**Exercise**
Repeat all entries below exactly as shown.

**Saved entries**
┄┄┄┄┄┄┄┄┄┄

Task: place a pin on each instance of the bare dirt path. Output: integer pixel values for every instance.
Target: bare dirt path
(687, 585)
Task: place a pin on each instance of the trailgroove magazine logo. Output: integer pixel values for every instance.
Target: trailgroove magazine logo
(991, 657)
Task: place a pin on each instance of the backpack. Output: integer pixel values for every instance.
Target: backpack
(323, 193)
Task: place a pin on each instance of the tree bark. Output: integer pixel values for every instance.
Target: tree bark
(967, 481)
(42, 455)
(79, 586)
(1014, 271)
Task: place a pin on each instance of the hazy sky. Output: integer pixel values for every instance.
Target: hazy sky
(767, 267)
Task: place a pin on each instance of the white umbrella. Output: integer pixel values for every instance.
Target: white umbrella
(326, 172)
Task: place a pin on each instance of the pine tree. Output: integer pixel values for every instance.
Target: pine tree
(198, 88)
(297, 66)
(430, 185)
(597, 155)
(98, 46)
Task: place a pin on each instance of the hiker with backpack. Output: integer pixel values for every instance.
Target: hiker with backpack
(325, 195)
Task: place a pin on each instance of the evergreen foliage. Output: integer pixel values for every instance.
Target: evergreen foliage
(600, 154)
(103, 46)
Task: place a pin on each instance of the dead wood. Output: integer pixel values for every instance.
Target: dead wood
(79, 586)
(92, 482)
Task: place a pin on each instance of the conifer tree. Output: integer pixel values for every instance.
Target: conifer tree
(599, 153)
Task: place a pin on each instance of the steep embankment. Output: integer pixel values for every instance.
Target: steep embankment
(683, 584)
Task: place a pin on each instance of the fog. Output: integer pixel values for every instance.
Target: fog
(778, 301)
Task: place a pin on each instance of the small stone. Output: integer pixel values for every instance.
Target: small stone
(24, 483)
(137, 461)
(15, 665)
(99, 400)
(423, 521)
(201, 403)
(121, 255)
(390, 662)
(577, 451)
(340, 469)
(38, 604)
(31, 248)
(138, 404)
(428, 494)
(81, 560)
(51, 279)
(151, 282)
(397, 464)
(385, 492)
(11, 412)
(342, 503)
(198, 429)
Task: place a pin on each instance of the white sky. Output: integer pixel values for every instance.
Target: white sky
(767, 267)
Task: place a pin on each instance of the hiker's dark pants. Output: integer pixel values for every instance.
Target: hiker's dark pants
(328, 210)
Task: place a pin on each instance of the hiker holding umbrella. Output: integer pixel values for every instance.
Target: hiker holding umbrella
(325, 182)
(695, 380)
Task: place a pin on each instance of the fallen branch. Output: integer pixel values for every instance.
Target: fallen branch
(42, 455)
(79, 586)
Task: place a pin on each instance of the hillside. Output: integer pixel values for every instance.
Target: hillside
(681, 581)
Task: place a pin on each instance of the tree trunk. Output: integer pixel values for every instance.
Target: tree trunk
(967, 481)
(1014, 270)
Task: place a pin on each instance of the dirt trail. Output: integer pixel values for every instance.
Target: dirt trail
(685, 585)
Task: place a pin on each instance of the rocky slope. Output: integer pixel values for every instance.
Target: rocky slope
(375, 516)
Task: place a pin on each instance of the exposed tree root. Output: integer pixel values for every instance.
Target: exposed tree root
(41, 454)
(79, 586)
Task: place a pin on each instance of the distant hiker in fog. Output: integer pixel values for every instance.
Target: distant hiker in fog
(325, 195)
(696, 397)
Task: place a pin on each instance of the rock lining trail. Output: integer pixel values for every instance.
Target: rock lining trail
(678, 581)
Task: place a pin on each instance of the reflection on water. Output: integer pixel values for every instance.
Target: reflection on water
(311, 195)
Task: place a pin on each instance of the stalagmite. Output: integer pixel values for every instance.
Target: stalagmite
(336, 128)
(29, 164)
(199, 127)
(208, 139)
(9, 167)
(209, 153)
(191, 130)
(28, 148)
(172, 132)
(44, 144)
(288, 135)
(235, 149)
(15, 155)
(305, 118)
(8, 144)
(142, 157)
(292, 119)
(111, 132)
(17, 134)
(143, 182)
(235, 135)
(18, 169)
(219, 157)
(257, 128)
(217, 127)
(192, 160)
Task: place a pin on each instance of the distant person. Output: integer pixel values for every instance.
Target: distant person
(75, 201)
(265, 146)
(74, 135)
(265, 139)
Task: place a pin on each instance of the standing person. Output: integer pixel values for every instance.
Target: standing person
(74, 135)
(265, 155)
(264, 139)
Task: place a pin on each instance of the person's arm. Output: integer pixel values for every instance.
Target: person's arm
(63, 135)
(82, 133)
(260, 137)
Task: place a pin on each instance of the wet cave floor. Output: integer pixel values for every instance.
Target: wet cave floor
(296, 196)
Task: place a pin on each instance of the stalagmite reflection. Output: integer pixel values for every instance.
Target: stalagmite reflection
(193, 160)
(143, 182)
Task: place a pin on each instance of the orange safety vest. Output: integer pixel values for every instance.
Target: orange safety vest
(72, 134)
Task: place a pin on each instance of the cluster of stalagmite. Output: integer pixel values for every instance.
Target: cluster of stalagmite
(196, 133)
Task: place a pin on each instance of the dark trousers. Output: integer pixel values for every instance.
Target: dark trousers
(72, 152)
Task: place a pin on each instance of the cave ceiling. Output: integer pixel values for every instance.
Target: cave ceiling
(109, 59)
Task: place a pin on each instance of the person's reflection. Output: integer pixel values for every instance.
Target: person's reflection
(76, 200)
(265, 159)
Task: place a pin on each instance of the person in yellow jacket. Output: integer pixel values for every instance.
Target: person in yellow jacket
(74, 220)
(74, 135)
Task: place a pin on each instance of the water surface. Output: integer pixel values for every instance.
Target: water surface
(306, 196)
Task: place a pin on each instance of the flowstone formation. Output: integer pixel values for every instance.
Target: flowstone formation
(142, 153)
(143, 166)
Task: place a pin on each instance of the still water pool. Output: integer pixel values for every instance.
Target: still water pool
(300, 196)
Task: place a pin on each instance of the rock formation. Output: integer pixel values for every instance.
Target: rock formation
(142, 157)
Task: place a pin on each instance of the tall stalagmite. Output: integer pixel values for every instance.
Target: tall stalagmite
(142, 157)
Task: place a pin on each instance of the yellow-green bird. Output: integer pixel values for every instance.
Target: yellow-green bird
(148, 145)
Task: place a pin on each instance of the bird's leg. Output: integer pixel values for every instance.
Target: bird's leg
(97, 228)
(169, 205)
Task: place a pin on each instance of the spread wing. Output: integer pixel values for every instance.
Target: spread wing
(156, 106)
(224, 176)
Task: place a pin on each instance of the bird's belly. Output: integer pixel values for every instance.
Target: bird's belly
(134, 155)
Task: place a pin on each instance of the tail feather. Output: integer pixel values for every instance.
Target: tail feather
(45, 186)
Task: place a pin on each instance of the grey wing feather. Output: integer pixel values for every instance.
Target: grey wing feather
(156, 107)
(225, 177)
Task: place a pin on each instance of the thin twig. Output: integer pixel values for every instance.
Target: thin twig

┄┄┄┄┄┄┄┄┄┄

**Exercise response**
Task: place a pin on each instance of the bare dirt path. Output: integer pixel values for every instance.
Target: bare dirt path
(687, 585)
Task: place a pin on each instance of the trailgroove magazine logo. Output: integer pixel values for every instance.
Target: trailgroove magazine logo
(991, 657)
Task: place a pin on each instance of the backpack. Output: integer pixel values for every instance.
Target: backpack
(323, 193)
Task: place a pin on each instance of the tree bark. Output: integer pixel values for every instance.
Target: tree bark
(967, 481)
(42, 455)
(79, 586)
(1014, 271)
Task: place a pin on each instance of the hazy sky. Output: integer pixel values for every instance.
Target: hazy sky
(767, 267)
Task: place a pin on each instance of the white umbrella. Output: integer pixel values for every instance.
Target: white umbrella
(326, 172)
Task: place a pin on each instance of the pine tree. Output: integer pixel values for every instance.
Target: pine tree
(198, 88)
(297, 66)
(430, 185)
(597, 155)
(98, 46)
Task: place a pin on each instance of the hiker with backpack. Output: integer pixel values for every instance.
Target: hiker with backpack
(325, 195)
Task: place a pin on each instance of the evergreen foliage. Output: integer pixel values for every instance.
Target: evergreen foliage
(600, 154)
(103, 46)
Task: place a pin on each instance of the dead wood. Output: integer pixel values for every instance.
Target: dead wood
(79, 586)
(92, 482)
Task: place a pin on each instance of the conifer tree. Output: integer pixel values for every instance.
Target: conifer tree
(599, 153)
Task: place a pin on each instance of the steep embankment. Output: integer pixel values for every instance.
Target: steep embankment
(683, 584)
Task: place a pin on each instance of the fog. Output: integer pixel values for every instance.
Target: fog
(778, 301)
Task: place a pin on each instance of the small stone. Output: integer pixel values for every instance.
Target: small stone
(24, 483)
(137, 461)
(15, 665)
(99, 400)
(423, 521)
(201, 403)
(121, 255)
(390, 662)
(577, 451)
(340, 469)
(38, 604)
(31, 248)
(138, 404)
(428, 494)
(81, 560)
(51, 279)
(151, 282)
(397, 464)
(385, 492)
(11, 412)
(342, 503)
(198, 429)
Task: place a pin on each instance of the white sky. Output: integer pixel values for every instance.
Target: white sky
(767, 267)
Task: place a pin on each instance of the hiker's dark pants. Output: integer pixel values for every instance.
Target: hiker's dark pants
(328, 210)
Task: place a pin on each instance of the hiker holding umbrella. Output: integer pixel values for every instance.
Target: hiker holding umbrella
(325, 182)
(695, 380)
Task: place a pin on each instance of the fallen branch. Output: integer pixel values for every instance.
Target: fallen branch
(42, 455)
(79, 586)
Task: place a pin on each instance of the hillside. Output: integer pixel values for every instance.
Target: hillside
(681, 581)
Task: place a pin on each instance of the tree trunk. Output: integer pixel values for every instance.
Target: tree trunk
(967, 481)
(1014, 270)
Task: place a pin on each instance of the dirt trail. Output: integer pixel values for every instance.
Target: dirt trail
(685, 585)
Task: place a pin on each instance of the rocky slope. Output: integer pixel values for every instance.
Target: rocky slope
(375, 516)
Task: place a pin on each instance of the exposed tree root. Output: integer pixel values for every instance.
Target: exposed tree root
(41, 454)
(79, 586)
Task: place a pin on each instance of the distant hiker in fog. Output: integer pixel values for every instance.
Target: distant hiker in fog
(325, 195)
(696, 397)
Task: place a pin on each instance of the rock lining trail. Output: integer pixel values for every instance.
Target: rock lining trail
(678, 581)
Task: place a pin on each instance of the reflection on water. Output: integer pixel values for every instance.
Target: reflection on water
(311, 195)
Task: place a pin on each instance of the stalagmite. Output: integer pixel values for every instance.
Target: stalagmite
(336, 128)
(29, 164)
(199, 127)
(208, 139)
(9, 167)
(209, 153)
(191, 130)
(28, 148)
(172, 132)
(44, 144)
(288, 135)
(235, 149)
(15, 155)
(305, 118)
(8, 144)
(142, 157)
(292, 119)
(111, 132)
(17, 134)
(143, 182)
(235, 135)
(18, 169)
(219, 157)
(257, 128)
(217, 127)
(192, 160)
Task: place a pin on each instance of the distant person. Output: integer pixel values for every instance.
Target: distant person
(75, 201)
(265, 146)
(74, 135)
(265, 139)
Task: place a pin on each instance of the standing person. Output: integer pixel values for every instance.
Target: standing person
(74, 135)
(265, 155)
(264, 139)
Task: place a pin on each instance of the person's arm. Output: integer pixel values for every instance.
Target: person's arm
(63, 135)
(82, 133)
(260, 137)
Task: place a pin on each instance of the wet cave floor. Output: integer pixel values for every instance.
Target: wet cave floor
(296, 196)
Task: place a pin on each instance of the stalagmite reflection. Output: integer pixel values for every instance.
Target: stalagmite reflection
(193, 160)
(143, 182)
Task: place a pin on each instance of the orange safety vest. Output: integer pixel values for every instance.
Target: orange safety vest
(72, 134)
Task: place a pin on each instance of the cluster of stalagmite. Output: integer pixel values for every instance.
Target: cluster of stalagmite
(196, 133)
Task: place a pin on each instance of the dark trousers. Output: integer pixel values for every instance.
Target: dark trousers
(72, 152)
Task: place a pin on each instance of the cave ceiling. Output: integer pixel values for every instance.
Target: cave ceiling
(109, 59)
Task: place a pin on each instance of the person's reflection. Output: integer pixel values for every instance.
Target: person's reflection
(76, 200)
(265, 159)
Task: place a pin on each instance of the person in yellow jacket. Output: integer pixel values for every instance.
Target: person in yellow jacket
(74, 220)
(74, 135)
Task: place a pin on each instance of the water surface. Output: integer pixel values for every instance.
Target: water surface
(306, 196)
Task: place a pin on each instance of the flowstone formation. Output: integer pixel values for every instance.
Target: flowstone formation
(142, 153)
(143, 166)
Task: place a pin on each instance of the still water pool. Output: integer pixel values for every instance.
Target: still water pool
(300, 196)
Task: place a pin on each instance of the rock formation. Output: integer pixel values for every instance.
Target: rock formation
(142, 157)
Task: place a pin on each instance of the tall stalagmite. Output: integer pixel values for every instance.
Target: tall stalagmite
(142, 157)
Task: place a pin on each instance of the yellow-green bird. Output: integer pixel values for every instance.
Target: yellow-green bird
(148, 145)
Task: place a pin on each instance of the bird's leg. Output: integer pixel values for every instance.
Target: bird's leg
(97, 228)
(169, 205)
Task: place a pin on each instance of the spread wing. Output: integer pixel values for every instance.
Target: spread wing
(156, 106)
(224, 176)
Task: place a pin on each instance of the bird's belly. Output: integer pixel values for every instance.
Target: bird's belly
(134, 155)
Task: place a pin on each instance of the tail feather. Output: integer pixel values for every instance.
Target: tail feather
(45, 186)
Task: place a pin on each instance of the grey wing feather. Output: integer pixel values for every instance.
Target: grey wing feather
(156, 107)
(225, 177)
Task: place a pin on each instance of the thin twig. Output: integer pixel values for every instance.
Target: thin twig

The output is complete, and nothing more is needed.